▸ **Document section**
***
There’s a lot you can’t control in basketball. Like how an errant shot glances off the rim. Or how the refs will award possession late in the fourth quarter when the ball comes in hard and maybe touches Vanderbilt University super-senior Jordyn Cambridge’s fingertips, but maybe doesn’t, before sailing out of bounds.

But you can control practice. Between drills, players pair up and hit free throws. On the court, the Vandy women’s basketball team is loud, communicating about defensive matchups and calling for the ball. Coach Shea Ralph kneels at half-court watching her team run set plays. Everything is black-and-gold besides the sneakers — squeaking flashes of pink, coral and bright green.

Teams sit behind the baseline in Memorial Gym. It’s a small change from a typical court orientation and puts coaches opposite each other, isolated from their bench like fencers down the sideline. This is where Ralph sets up during games, sometimes kneeling, sometimes standing.
***
Object position labeling items:
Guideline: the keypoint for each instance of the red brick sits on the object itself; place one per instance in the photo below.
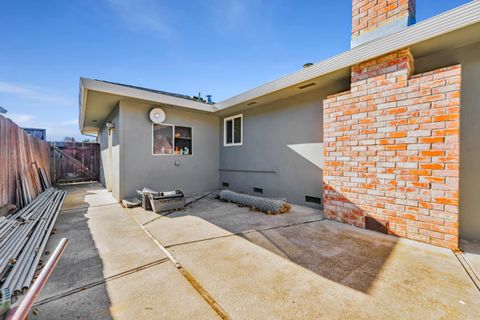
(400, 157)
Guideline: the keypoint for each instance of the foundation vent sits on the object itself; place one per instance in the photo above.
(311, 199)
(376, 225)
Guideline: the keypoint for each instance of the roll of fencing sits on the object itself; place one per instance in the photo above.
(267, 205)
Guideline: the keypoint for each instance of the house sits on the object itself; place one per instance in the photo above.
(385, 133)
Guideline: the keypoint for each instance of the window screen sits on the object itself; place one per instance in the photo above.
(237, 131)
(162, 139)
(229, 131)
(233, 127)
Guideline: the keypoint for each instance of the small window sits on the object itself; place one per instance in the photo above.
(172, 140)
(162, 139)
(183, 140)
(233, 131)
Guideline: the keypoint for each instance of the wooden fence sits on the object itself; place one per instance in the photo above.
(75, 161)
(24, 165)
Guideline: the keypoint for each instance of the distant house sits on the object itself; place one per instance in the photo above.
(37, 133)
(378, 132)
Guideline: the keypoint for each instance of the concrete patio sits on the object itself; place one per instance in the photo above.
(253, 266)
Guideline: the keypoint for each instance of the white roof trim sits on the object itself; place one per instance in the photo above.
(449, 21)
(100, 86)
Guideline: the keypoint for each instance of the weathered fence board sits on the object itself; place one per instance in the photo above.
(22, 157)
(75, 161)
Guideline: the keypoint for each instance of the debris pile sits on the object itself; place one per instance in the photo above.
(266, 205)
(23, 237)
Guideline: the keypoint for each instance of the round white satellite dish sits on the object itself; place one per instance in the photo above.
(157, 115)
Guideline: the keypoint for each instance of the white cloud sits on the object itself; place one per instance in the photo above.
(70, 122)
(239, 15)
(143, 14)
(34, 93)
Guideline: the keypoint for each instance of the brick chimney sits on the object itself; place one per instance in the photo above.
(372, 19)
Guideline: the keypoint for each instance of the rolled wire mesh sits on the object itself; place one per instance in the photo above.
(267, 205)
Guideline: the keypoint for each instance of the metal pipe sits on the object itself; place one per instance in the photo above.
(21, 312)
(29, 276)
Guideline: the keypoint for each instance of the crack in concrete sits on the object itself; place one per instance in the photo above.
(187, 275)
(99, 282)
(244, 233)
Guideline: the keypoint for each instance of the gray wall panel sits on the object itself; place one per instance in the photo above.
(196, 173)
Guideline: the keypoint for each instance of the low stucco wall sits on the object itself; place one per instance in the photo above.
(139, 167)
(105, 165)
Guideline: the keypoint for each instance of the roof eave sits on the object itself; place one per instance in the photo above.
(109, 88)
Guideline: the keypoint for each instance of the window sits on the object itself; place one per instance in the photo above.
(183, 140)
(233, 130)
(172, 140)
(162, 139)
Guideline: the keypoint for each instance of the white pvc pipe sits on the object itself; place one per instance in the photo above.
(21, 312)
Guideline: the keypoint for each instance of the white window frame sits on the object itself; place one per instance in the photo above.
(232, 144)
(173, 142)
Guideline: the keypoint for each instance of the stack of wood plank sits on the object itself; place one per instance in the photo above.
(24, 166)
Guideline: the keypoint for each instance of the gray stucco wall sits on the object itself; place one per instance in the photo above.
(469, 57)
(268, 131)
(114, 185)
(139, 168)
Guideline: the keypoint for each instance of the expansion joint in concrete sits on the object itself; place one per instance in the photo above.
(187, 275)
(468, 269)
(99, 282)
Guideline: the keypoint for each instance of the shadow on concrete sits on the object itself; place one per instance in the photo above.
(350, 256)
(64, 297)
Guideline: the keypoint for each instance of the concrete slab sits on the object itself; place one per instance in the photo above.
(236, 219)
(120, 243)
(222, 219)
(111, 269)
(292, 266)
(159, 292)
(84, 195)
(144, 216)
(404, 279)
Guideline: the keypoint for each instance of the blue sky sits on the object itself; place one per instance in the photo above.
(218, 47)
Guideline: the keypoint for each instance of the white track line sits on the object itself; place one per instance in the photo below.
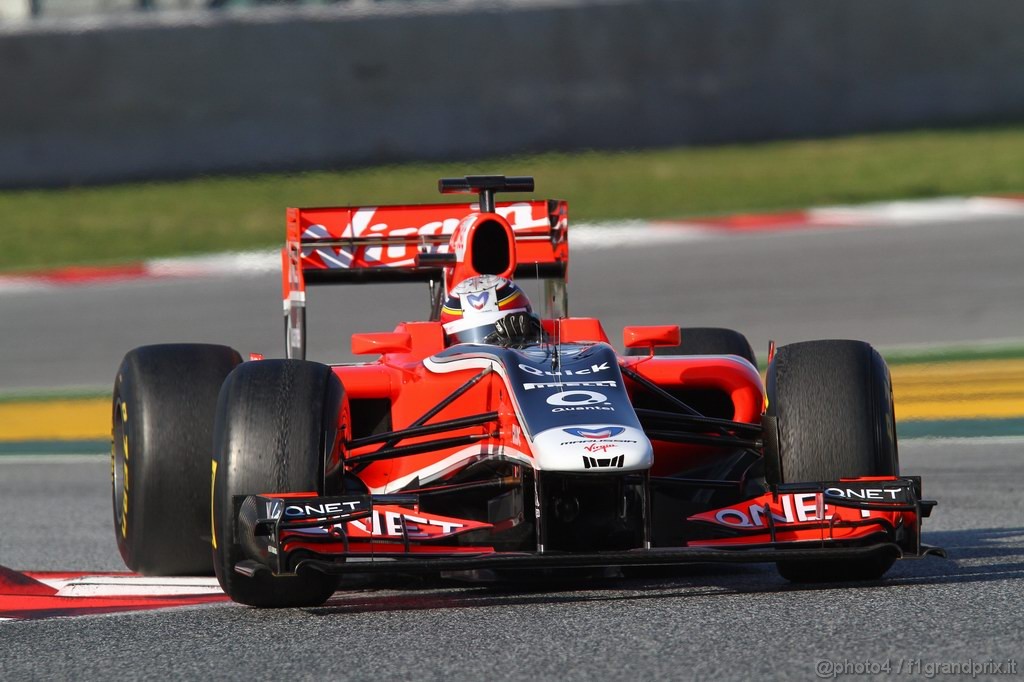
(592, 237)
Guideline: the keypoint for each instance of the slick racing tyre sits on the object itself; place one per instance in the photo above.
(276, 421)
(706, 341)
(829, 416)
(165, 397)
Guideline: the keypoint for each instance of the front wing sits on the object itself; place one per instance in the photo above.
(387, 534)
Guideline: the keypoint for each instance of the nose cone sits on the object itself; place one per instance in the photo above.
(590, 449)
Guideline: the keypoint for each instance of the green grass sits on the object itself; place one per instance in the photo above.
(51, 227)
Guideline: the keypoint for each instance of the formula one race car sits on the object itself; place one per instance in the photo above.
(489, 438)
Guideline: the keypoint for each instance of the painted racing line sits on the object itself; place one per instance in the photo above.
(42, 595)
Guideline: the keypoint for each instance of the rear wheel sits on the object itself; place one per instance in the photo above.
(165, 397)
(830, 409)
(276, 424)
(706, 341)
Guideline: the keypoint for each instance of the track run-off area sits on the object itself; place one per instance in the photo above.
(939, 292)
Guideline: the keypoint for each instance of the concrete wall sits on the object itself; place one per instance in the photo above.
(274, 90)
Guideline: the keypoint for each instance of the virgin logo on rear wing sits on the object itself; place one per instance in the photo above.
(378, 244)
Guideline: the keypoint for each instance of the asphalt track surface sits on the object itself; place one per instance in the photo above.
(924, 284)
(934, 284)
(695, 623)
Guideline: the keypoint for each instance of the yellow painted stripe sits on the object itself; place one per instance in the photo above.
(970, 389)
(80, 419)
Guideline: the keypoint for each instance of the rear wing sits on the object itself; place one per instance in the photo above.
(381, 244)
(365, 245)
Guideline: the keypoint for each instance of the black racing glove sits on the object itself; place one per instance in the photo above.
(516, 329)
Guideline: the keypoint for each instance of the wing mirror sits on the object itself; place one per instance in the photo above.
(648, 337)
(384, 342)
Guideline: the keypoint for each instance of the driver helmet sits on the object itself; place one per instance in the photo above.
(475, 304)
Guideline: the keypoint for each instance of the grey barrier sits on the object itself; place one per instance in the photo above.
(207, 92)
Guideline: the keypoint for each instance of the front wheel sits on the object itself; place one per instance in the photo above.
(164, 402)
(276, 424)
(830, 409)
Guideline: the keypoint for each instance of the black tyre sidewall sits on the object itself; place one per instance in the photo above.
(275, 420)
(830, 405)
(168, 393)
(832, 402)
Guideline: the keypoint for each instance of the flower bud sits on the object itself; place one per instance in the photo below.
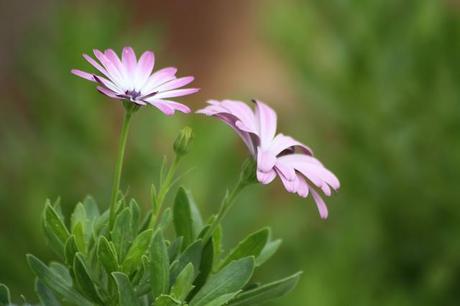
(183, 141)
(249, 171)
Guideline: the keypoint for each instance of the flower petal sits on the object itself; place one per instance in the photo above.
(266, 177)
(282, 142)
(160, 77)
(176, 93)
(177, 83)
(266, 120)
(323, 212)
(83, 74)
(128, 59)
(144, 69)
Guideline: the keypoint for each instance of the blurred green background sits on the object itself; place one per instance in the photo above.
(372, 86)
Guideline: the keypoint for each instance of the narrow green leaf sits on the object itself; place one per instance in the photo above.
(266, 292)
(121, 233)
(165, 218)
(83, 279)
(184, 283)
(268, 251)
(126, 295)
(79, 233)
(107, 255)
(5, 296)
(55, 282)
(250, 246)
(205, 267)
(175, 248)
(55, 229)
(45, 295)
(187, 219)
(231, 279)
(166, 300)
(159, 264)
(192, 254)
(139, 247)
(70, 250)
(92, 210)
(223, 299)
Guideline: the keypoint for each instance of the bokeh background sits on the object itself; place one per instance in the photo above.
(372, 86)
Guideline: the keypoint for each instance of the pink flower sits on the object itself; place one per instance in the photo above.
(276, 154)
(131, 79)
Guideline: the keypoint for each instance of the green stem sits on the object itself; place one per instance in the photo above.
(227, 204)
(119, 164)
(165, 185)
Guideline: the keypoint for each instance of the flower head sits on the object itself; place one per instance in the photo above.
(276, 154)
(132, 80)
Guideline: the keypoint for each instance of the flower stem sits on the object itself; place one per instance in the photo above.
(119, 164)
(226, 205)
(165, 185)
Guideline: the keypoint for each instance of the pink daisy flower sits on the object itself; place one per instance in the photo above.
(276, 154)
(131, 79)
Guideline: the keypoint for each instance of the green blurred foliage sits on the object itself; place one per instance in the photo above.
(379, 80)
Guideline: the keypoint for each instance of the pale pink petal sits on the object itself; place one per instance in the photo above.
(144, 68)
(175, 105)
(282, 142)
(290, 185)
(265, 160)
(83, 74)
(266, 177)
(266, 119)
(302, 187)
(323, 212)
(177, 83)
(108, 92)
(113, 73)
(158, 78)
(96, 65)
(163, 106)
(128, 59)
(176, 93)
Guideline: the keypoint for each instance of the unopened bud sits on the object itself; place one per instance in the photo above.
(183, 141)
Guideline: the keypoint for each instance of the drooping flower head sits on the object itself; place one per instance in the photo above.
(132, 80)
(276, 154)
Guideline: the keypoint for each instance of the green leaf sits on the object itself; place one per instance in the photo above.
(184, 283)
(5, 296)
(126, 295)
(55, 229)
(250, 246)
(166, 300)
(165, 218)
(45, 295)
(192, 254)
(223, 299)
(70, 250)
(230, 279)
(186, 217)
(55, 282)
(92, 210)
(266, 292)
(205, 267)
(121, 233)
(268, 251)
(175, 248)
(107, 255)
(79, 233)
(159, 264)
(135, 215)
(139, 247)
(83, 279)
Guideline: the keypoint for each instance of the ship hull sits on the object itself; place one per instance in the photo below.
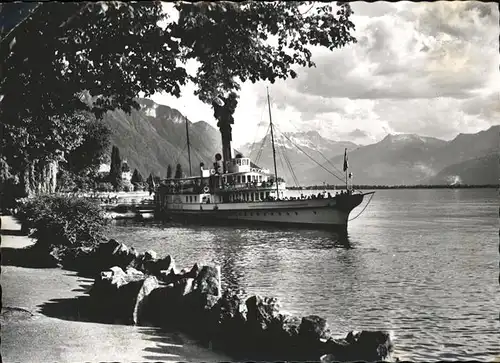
***
▸ **Your tasks**
• A. In the basketball passage, where do teams sit in Memorial Gym?
• B. Which sneaker colors does the basketball passage name?
• C. Continue the passage about Vanderbilt women's basketball from where it stops.

▸ **Outputs in order**
• A. Behind the baseline.

• B. Pink, coral and bright green.

• C.
Now in her third season at Vanderbilt, Ralph has her sights set on a strong return to the NCAA tournament. The 64-team bracket is a shot at a championship and college basketball’s stamp of legitimacy. From 1986 to 2014, Vanderbilt missed the tournament just twice. Since 2014, the team has struggled to return to national prominence. Along with her staff — which includes her husband Tom Garrick, a former NBA guard — Ralph has combined strong recruiting with a clear, defensive-focused team identity.

“I got a call — we didn’t even really need to have a conversation,” says Ralph, who won one championship as a player and six as an assistant coach at the University of Connecticut, one of the nation’s powerhouse programs. “It took 10 minutes with [athletic director Candice Storey Lee] to let me know that this was the right place.”

At Jan. 9’s afternoon session, the team is 15-1 and undefeated in the SEC. Ralph preaches sleep and schoolwork, telling her athletes to take care of their own business before boarding the bus for Kentucky. Ralph disappears upstairs to talk with a recruit, then meets a small media scrum of mostly student journalists. Joey Dwyer and Alaina Morris, Lipscomb students covering basketball for VandySports.com, say clicks for the women’s team are quickly outpacing their coverage of the VU men’s team, which has just five wins this season as of press time.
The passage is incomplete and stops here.